→ What is required
Print the range of lines that opens with the line containing "Identify one point per instance of the turquoise" and closes with the last line of the listing. Include both ends; print nothing more.

----------------

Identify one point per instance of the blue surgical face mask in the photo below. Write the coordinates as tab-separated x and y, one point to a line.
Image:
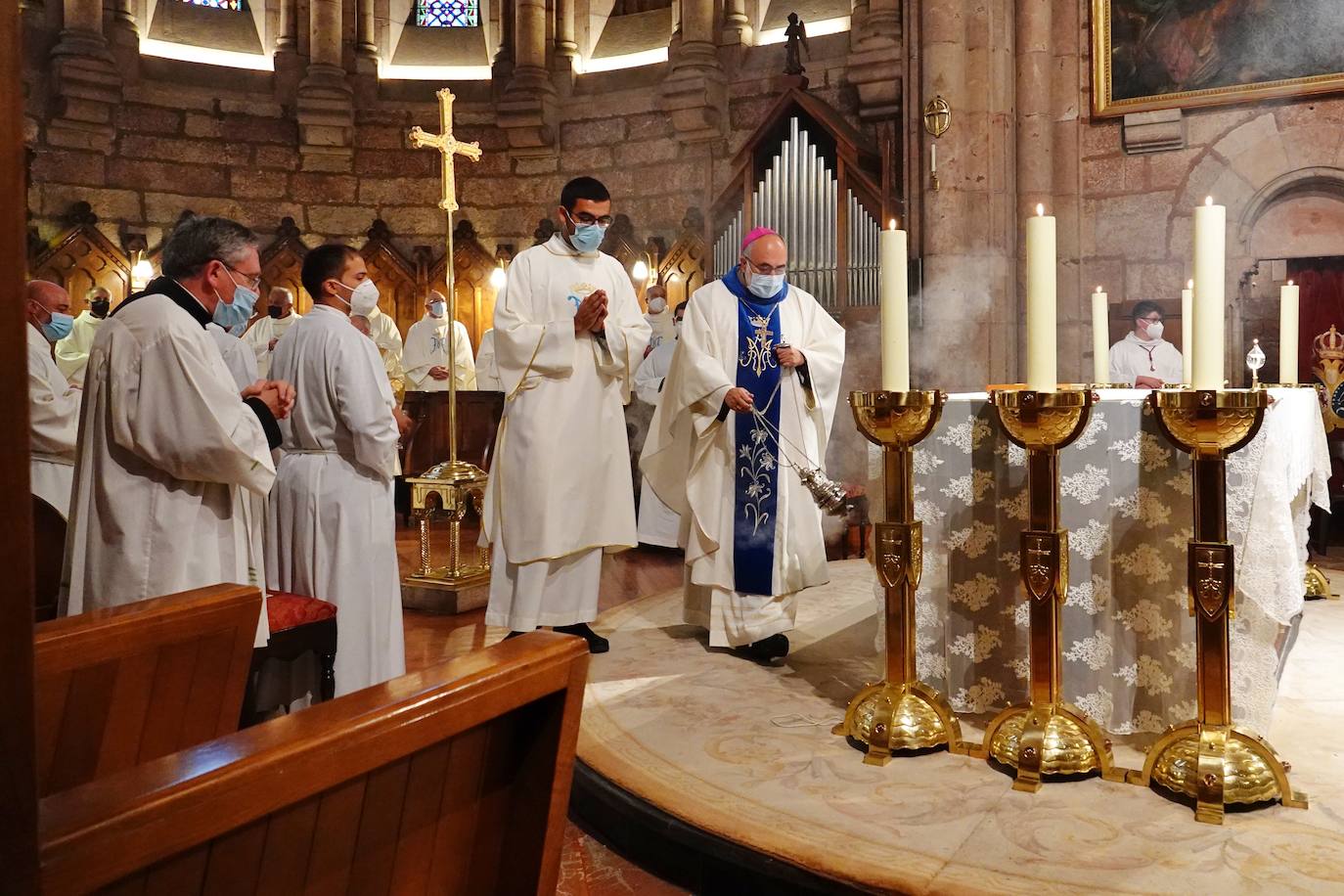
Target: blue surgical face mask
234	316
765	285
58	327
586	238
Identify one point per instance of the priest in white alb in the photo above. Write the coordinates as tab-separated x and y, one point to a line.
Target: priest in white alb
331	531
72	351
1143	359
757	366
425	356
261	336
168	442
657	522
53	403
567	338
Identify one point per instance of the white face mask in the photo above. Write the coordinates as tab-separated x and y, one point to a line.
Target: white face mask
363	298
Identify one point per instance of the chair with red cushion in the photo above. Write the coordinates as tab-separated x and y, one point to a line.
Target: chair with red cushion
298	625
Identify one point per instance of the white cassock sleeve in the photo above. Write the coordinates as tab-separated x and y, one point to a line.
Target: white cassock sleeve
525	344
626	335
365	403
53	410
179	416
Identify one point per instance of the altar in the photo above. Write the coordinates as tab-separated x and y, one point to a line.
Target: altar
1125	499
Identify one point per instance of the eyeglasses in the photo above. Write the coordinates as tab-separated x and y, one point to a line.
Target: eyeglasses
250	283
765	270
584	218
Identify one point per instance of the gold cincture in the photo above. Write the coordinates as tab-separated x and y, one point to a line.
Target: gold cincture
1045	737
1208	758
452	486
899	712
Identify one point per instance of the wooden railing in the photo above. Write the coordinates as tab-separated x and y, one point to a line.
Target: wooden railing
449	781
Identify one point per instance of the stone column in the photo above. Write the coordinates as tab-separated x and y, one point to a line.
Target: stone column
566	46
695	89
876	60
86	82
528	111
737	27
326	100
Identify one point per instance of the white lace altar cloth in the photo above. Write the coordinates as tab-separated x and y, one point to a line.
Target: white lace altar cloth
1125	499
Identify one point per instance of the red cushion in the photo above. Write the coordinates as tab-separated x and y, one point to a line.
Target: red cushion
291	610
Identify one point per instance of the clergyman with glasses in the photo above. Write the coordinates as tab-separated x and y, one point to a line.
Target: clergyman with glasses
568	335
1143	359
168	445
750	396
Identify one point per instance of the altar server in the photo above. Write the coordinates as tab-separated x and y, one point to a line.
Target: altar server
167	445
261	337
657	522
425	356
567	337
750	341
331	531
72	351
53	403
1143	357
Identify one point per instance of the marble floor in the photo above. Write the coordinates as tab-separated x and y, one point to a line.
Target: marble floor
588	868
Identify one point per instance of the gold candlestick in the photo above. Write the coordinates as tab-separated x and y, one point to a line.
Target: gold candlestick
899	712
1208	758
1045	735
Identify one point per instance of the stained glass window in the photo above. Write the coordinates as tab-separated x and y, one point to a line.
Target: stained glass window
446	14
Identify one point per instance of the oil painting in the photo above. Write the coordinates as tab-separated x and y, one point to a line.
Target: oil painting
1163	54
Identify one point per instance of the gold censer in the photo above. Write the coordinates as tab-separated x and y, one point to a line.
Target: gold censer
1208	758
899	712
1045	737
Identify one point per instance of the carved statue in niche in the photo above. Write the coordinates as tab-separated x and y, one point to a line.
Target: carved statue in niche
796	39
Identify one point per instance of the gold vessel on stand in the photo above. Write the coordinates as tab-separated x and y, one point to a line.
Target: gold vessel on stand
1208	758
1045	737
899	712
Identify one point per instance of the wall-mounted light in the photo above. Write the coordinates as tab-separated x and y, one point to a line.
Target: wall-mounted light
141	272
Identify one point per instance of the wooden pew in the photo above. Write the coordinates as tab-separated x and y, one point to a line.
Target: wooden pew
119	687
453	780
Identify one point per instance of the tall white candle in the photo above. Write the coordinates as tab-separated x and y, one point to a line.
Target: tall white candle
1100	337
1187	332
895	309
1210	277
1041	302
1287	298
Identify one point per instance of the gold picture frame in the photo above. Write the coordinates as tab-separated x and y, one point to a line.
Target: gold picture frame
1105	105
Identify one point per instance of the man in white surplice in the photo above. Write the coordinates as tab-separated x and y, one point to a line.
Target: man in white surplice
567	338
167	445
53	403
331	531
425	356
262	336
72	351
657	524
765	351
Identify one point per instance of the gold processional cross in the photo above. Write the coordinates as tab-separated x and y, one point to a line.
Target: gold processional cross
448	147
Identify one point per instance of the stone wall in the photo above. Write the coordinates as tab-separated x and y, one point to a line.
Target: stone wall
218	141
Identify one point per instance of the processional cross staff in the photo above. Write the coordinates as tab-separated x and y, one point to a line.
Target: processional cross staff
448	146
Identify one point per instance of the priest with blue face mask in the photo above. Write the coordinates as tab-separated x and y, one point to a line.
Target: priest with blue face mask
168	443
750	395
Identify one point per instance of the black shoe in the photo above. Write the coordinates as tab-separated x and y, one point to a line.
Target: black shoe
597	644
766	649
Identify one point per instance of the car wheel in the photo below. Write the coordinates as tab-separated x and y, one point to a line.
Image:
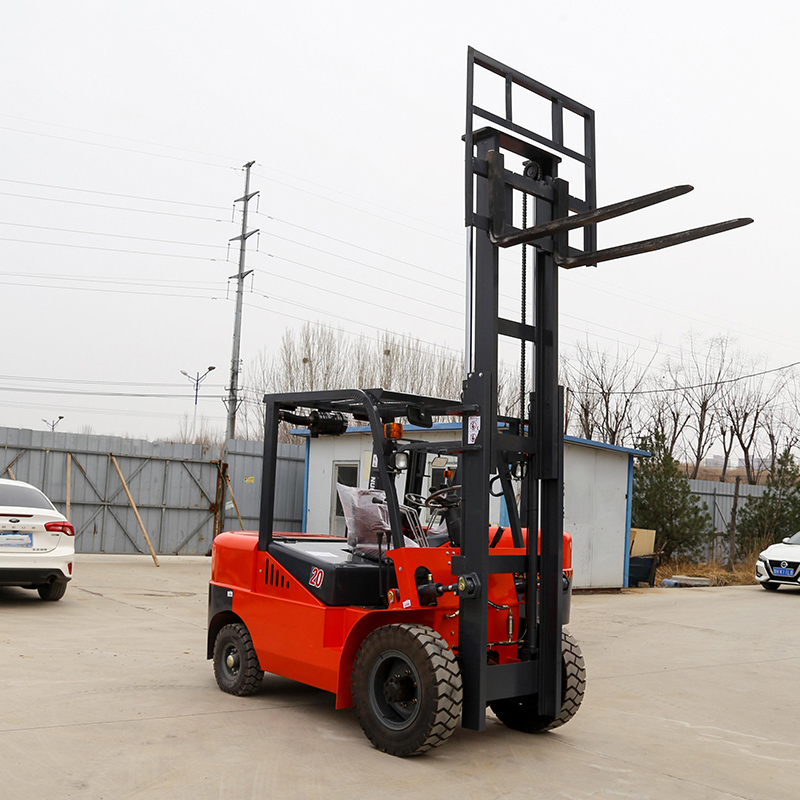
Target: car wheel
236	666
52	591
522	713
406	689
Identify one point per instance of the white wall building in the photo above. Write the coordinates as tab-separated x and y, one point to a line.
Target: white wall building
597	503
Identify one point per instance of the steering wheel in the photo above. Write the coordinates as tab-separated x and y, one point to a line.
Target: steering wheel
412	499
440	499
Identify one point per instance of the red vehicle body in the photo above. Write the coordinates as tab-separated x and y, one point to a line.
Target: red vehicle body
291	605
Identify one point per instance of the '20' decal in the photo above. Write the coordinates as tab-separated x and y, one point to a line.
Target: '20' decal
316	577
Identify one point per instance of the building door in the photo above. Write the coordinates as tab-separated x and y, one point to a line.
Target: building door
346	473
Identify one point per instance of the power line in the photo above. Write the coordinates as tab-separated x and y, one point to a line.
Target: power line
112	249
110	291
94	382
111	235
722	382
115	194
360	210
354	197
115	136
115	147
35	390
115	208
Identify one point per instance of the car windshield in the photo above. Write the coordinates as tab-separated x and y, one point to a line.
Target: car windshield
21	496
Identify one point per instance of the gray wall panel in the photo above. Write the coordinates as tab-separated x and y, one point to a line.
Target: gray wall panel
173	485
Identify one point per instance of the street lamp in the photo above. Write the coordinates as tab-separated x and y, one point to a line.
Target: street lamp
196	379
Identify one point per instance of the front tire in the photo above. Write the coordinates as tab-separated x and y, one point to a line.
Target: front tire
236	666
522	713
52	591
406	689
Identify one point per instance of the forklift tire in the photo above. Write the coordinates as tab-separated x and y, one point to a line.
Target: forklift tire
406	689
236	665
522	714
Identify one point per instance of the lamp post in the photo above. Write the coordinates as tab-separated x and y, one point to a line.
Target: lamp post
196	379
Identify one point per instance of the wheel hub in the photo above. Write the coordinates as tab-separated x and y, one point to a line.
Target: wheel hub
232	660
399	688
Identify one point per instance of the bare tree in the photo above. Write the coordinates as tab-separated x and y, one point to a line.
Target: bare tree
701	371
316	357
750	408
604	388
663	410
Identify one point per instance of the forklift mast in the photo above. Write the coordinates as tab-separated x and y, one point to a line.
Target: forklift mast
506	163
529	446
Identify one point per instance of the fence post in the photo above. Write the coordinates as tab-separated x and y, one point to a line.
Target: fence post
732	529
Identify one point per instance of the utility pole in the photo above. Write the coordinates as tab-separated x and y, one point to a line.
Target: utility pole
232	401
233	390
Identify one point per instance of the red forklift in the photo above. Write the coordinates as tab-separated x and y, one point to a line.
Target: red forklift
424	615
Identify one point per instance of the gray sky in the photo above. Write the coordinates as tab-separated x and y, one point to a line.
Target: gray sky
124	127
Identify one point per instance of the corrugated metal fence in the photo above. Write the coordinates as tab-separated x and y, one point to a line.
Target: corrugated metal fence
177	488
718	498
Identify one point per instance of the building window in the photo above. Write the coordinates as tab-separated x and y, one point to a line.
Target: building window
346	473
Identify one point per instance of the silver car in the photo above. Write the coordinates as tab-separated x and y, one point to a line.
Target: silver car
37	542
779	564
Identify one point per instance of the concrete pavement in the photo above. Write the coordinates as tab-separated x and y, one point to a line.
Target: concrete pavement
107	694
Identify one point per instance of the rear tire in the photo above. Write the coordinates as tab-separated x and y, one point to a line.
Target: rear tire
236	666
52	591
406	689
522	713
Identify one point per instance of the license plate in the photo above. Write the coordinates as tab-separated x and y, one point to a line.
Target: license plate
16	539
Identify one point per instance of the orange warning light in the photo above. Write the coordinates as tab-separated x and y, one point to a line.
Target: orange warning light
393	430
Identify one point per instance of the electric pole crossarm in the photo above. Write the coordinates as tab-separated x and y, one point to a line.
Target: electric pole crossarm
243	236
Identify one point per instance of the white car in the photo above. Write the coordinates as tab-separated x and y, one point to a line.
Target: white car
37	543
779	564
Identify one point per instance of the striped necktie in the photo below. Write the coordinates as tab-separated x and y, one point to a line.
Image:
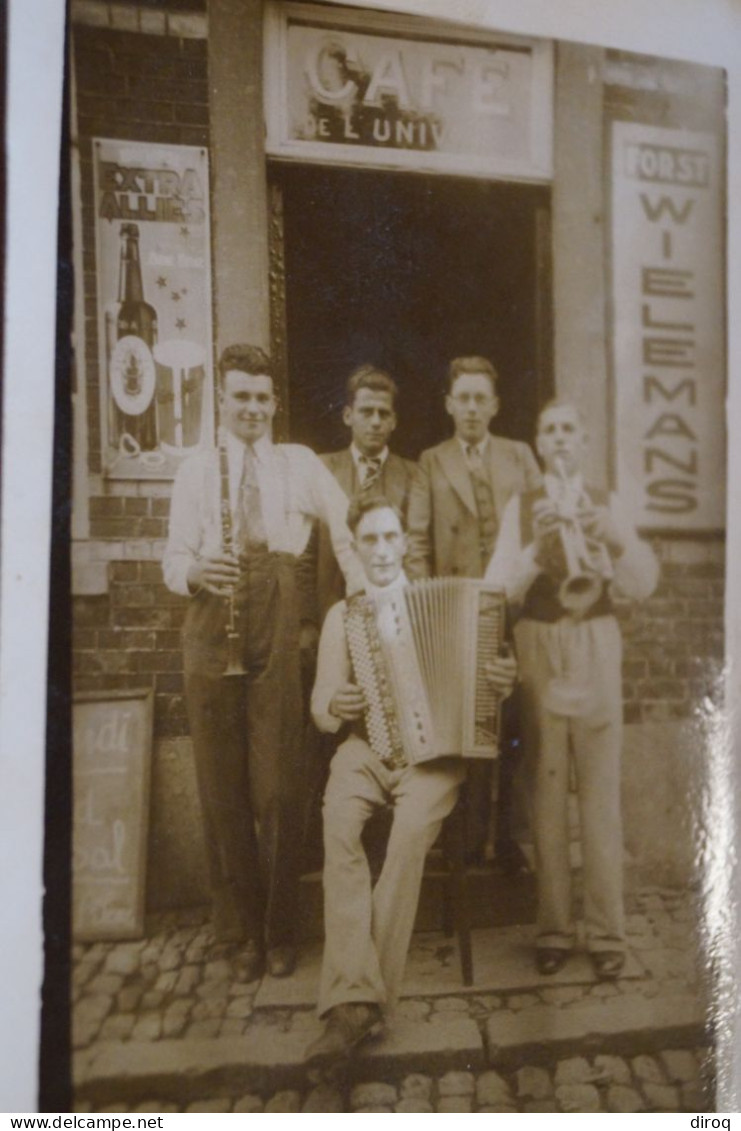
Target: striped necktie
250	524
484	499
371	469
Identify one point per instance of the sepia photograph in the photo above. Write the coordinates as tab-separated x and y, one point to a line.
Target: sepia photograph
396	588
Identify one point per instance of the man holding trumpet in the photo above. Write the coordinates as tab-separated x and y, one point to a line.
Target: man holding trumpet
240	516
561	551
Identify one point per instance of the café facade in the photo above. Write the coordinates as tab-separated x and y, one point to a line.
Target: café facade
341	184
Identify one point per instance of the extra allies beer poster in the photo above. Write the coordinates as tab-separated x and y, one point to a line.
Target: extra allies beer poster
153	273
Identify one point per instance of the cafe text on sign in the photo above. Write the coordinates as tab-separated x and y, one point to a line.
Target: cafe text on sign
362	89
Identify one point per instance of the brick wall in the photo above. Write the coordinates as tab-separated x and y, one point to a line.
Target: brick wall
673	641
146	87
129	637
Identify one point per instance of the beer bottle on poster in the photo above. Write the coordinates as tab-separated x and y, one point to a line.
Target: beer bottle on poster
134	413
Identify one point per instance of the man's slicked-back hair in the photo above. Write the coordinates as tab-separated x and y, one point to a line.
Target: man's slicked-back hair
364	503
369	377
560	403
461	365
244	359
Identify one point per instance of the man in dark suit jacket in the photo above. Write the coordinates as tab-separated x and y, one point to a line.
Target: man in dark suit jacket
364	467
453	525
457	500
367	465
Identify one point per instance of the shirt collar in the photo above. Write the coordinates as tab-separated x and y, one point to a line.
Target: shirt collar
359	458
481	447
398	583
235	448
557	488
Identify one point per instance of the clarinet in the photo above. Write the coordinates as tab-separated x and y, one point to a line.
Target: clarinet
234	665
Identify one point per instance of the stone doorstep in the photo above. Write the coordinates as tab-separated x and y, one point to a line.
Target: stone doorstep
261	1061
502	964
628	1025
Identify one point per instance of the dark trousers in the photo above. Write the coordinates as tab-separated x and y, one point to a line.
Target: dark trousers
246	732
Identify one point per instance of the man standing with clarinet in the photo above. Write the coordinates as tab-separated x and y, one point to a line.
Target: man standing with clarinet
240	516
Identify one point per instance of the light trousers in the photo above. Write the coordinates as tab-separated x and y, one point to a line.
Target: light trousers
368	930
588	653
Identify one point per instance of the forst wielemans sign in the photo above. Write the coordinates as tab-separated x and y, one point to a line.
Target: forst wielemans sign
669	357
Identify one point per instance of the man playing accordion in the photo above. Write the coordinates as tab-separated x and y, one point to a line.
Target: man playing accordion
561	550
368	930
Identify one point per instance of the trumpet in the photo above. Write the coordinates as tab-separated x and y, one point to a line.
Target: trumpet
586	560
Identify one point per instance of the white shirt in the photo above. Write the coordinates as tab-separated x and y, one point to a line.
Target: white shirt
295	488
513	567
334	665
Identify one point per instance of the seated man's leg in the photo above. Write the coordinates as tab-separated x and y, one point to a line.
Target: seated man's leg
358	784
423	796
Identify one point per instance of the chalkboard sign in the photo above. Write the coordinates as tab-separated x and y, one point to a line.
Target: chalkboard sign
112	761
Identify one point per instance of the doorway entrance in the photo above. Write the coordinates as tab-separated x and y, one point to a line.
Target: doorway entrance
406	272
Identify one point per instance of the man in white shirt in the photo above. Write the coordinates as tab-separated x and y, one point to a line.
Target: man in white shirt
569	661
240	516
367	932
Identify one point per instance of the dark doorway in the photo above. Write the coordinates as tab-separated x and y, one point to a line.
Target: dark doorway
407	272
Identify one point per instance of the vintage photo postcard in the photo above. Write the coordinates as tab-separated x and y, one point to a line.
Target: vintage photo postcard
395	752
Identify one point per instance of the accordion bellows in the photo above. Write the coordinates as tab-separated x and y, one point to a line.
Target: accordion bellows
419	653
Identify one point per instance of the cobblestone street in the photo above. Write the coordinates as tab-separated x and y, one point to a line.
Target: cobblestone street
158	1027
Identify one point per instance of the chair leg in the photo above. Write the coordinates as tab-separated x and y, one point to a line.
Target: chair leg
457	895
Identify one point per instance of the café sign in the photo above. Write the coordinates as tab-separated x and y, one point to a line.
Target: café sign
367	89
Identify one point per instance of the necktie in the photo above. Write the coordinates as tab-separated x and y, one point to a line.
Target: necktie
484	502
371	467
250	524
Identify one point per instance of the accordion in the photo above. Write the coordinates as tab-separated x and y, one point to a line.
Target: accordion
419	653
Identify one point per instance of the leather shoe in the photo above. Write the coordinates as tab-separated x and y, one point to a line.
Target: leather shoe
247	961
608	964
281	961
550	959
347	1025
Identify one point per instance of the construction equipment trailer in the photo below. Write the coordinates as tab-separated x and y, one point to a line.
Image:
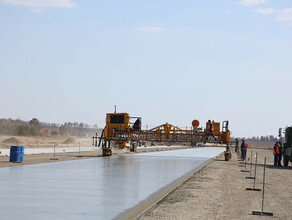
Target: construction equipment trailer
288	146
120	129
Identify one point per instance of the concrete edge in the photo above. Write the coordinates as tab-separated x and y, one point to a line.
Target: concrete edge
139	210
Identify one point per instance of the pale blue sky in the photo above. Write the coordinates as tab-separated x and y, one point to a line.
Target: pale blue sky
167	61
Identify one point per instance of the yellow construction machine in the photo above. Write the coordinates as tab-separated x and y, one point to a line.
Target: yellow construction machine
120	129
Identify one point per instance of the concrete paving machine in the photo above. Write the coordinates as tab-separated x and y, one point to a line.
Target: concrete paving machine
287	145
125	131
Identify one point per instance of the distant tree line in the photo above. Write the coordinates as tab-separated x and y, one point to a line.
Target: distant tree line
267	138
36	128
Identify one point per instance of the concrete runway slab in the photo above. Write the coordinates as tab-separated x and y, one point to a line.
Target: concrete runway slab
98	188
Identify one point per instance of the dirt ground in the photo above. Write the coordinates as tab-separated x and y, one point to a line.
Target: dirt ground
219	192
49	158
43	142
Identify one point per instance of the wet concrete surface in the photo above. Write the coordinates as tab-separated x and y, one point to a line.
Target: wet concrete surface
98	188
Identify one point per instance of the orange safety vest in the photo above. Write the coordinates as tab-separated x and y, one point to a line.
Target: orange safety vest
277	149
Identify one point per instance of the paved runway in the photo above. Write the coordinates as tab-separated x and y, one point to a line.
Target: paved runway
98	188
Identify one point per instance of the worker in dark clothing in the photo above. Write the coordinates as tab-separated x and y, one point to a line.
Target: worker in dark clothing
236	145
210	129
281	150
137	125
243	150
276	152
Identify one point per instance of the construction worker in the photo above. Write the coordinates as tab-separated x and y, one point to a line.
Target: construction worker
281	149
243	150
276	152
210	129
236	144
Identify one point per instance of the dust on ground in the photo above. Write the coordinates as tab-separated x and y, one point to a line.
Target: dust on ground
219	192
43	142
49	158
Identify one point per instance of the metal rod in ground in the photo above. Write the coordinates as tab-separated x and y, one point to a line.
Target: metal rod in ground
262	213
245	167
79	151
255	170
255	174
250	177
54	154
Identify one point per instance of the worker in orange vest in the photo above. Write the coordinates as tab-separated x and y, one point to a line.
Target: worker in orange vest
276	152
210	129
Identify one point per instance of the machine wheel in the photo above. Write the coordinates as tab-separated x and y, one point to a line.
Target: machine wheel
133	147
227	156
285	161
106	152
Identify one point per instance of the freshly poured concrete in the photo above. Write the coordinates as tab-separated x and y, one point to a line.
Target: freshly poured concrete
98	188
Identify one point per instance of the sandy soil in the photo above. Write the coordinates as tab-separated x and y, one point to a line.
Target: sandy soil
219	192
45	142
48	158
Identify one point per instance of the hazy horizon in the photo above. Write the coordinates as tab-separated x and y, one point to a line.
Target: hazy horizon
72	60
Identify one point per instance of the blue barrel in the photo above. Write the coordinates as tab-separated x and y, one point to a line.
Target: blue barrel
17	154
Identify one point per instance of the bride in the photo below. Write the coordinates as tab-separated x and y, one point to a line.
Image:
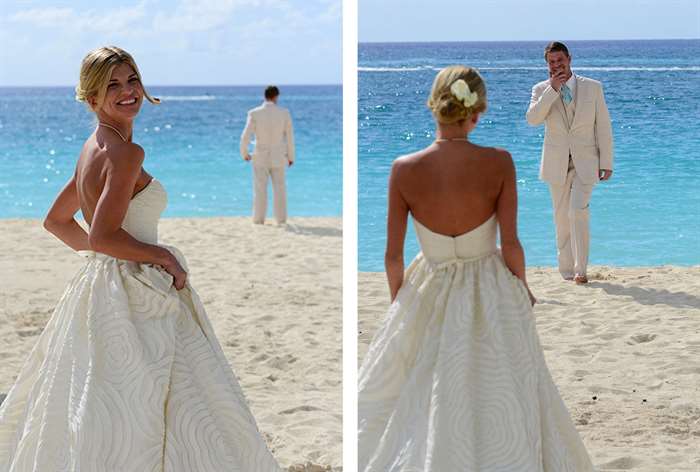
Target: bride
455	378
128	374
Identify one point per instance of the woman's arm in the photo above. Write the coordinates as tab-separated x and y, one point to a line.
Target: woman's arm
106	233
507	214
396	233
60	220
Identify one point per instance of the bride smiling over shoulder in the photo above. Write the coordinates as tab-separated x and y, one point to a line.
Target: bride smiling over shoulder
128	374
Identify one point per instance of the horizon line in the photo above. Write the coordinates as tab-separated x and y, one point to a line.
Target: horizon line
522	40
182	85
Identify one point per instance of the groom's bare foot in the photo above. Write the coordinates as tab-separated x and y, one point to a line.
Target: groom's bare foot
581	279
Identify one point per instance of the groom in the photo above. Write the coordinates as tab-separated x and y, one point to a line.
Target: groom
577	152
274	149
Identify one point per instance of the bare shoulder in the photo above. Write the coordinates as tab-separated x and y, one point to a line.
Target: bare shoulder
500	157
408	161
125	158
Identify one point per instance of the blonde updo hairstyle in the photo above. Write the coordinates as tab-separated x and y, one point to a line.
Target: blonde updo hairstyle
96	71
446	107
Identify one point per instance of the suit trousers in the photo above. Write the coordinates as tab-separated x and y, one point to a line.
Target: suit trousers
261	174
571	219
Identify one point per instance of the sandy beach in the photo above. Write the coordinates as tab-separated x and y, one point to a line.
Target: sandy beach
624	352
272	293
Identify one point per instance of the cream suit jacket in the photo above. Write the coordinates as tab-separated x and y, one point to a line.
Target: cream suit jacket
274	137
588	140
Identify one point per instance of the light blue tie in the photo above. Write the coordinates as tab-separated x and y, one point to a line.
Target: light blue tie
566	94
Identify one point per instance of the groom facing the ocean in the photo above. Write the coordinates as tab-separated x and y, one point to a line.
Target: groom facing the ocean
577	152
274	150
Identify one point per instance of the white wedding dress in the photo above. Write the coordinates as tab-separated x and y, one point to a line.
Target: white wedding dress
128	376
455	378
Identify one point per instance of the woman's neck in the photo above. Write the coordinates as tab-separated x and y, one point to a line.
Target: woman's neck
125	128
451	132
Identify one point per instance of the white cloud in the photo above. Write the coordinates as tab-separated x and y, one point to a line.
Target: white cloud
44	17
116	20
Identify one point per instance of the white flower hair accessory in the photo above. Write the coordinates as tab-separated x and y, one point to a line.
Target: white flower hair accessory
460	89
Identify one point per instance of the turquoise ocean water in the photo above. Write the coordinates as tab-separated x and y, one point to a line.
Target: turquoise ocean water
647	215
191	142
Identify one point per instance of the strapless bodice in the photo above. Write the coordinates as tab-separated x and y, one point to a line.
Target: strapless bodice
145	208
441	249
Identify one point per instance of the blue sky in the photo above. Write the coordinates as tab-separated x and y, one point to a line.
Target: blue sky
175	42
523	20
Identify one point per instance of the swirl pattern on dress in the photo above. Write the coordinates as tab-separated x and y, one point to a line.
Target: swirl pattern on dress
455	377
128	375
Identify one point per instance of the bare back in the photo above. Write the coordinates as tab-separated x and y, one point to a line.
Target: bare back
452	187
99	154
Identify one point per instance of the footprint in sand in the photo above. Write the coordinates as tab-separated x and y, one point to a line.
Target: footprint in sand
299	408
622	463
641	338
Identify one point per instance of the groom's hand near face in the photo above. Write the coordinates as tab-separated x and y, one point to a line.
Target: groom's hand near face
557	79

----------------

→ The reply
Identify one point per instance of the turquoise ocean water in the photo above. Write the coordinates as tab-separated x and y, one point to a line.
Target: turquoise ocean water
647	215
191	142
Identify one point per instance of the strapless bodice in the photo above. Write the coordinates as tab-separated x and y, one point to a line.
Target: strapless bodice
145	208
441	249
Identify one point per instance of the blue sky in the photo above. Write the coordinates as tab-separated x and y, one point to a line.
Target: blue sky
175	42
523	20
Identify one point per instance of the swirl pattern on dress in the photo above. Write the coordinates as tab-separated x and y, one point to a line.
Target: swirl pattern on dress
455	377
128	375
Identify one point per instance of the bare back in the photo above. Write the coordinates as tab-separated x and y, one point to a line.
Target: bare back
452	187
99	154
Identify one point per instance of the footprint in sand in the photo above. Write the coordinates as tab-separated x and y, one point to a line.
Target: footprint in sand
299	408
622	463
641	338
Identify one point per instance of the groom's hand near face in the photo above. Write the coordinates as tab-separated x and y, one point to a line.
Target: groom's hand near face
557	79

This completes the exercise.